## 課題:
熊本地震と自衛隊の初動を扱った次の抜粋を、一字一句変えずに全文再掲しなさい。

熊本地震、自衛隊の「心優しき大奮闘」の画像
熊本地震、自衛隊の「心優しき大奮闘」の画像

 地震との共存を宿命づけられた日本。“大きな揺れ”を計器が観測――その瞬間から自衛官は動き出していた!!

 4月14日21時47分、福岡の航空自衛隊築城(ついき)基地から2機のF-2戦闘機が熊本上空を目指して飛び立った――。熊本県熊本地方を中心とした直下型地震の発生から、わずか20分後のことだ。「2機のF-2は、領空侵犯対処任務で待機していた機体でしょう。任務は目視による被災地の航空偵察。夜間でしたので細かな様子は分からないはずですが、火災が発生していないかを確認したはずです」(軍事ジャーナリストの竹内修氏)

 いの一番にF-2が飛び立って以降、自衛隊は地元・九州の部隊を中心に、全国各地から続々と被災地に急派された。

## 保存された記録:

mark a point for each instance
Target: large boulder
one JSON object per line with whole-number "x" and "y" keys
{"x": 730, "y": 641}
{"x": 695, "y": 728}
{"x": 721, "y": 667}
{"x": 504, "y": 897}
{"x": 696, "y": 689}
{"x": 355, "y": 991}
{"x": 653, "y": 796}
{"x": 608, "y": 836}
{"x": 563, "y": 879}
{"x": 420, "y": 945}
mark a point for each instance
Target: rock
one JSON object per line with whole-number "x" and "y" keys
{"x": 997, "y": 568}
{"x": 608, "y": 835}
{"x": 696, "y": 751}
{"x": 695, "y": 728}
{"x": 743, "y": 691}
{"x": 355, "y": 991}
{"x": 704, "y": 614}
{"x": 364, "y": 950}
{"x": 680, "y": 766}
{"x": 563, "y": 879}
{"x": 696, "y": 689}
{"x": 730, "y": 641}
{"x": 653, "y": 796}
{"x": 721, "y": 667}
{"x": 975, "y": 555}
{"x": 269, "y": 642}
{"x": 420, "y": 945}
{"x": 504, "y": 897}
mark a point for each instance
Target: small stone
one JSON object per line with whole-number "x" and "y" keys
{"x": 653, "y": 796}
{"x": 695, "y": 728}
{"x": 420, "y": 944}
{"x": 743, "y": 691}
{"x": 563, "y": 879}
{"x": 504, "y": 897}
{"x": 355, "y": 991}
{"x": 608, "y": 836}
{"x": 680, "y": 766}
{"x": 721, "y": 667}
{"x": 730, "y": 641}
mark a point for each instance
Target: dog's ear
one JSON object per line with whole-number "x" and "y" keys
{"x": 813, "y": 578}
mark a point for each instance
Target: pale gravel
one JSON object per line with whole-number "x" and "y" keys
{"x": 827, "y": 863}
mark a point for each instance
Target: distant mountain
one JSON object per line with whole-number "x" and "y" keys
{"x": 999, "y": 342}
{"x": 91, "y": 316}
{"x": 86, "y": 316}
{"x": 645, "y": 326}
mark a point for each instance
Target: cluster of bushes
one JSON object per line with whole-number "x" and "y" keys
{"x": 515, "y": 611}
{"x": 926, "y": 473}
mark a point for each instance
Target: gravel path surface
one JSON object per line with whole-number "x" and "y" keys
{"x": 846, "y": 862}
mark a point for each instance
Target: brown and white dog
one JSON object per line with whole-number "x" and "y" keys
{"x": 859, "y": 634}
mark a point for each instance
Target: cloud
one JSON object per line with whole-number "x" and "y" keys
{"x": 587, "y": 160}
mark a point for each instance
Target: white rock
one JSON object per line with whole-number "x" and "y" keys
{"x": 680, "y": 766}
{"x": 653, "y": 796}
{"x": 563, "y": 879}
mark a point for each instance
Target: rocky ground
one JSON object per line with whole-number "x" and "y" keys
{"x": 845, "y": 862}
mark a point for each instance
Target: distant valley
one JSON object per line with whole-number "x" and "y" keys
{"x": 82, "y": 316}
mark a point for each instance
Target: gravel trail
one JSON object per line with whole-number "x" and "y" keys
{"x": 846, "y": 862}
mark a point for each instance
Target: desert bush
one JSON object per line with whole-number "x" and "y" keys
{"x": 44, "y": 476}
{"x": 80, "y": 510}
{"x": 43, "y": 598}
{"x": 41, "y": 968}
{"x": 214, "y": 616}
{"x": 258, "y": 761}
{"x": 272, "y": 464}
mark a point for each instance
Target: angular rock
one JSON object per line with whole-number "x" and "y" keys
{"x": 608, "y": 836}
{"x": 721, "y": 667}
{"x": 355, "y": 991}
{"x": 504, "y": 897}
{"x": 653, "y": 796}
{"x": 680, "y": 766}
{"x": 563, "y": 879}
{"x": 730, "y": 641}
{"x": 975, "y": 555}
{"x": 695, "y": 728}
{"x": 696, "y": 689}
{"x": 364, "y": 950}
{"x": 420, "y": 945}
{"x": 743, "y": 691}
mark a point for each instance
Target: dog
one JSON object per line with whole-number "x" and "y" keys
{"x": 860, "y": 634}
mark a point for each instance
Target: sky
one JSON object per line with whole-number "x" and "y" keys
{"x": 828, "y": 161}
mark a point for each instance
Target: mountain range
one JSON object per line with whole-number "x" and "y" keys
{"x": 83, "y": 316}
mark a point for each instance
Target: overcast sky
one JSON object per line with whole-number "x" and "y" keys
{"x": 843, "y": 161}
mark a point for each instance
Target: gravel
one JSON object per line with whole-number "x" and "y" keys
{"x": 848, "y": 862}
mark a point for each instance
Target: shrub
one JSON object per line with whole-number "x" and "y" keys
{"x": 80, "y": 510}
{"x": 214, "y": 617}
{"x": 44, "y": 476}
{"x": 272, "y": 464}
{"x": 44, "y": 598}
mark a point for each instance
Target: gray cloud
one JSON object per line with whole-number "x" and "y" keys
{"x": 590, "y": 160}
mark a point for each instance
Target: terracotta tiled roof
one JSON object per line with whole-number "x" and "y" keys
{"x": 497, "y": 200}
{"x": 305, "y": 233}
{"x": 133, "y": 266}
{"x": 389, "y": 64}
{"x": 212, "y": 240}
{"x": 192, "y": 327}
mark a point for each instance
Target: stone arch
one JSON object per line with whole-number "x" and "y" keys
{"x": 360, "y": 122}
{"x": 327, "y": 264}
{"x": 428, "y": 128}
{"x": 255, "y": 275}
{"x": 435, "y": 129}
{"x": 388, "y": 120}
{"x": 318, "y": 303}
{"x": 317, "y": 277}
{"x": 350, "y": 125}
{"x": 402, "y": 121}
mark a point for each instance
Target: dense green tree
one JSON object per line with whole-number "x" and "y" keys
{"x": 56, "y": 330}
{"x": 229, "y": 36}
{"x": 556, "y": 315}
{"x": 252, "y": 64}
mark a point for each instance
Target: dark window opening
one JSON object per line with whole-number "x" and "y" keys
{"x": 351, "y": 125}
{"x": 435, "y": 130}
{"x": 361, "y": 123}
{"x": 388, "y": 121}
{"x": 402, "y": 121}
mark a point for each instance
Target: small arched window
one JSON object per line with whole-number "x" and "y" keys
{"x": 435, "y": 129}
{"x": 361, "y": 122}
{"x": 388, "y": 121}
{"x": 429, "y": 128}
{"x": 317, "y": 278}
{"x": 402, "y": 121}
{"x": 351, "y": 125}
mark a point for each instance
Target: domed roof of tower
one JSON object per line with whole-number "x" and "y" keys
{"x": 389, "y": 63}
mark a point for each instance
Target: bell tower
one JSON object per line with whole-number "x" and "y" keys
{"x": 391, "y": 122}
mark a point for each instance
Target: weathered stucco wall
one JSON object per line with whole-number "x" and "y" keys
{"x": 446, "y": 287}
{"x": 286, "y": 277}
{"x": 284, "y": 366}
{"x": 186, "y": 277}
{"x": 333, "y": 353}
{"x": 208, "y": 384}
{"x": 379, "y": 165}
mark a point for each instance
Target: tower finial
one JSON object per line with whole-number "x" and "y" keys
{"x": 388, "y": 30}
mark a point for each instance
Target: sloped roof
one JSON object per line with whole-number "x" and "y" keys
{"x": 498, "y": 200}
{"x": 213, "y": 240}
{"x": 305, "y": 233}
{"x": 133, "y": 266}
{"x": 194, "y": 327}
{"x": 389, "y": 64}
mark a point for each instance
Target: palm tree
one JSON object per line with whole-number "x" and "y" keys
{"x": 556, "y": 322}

## 完成した課題:
熊本地震、自衛隊の「心優しき大奮闘」の画像
熊本地震、自衛隊の「心優しき大奮闘」の画像

 地震との共存を宿命づけられた日本。“大きな揺れ”を計器が観測――その瞬間から自衛官は動き出していた!!

 4月14日21時47分、福岡の航空自衛隊築城(ついき)基地から2機のF-2戦闘機が熊本上空を目指して飛び立った――。熊本県熊本地方を中心とした直下型地震の発生から、わずか20分後のことだ。「2機のF-2は、領空侵犯対処任務で待機していた機体でしょう。任務は目視による被災地の航空偵察。夜間でしたので細かな様子は分からないはずですが、火災が発生していないかを確認したはずです」(軍事ジャーナリストの竹内修氏)

 いの一番にF-2が飛び立って以降、自衛隊は地元・九州の部隊を中心に、全国各地から続々と被災地に急派された。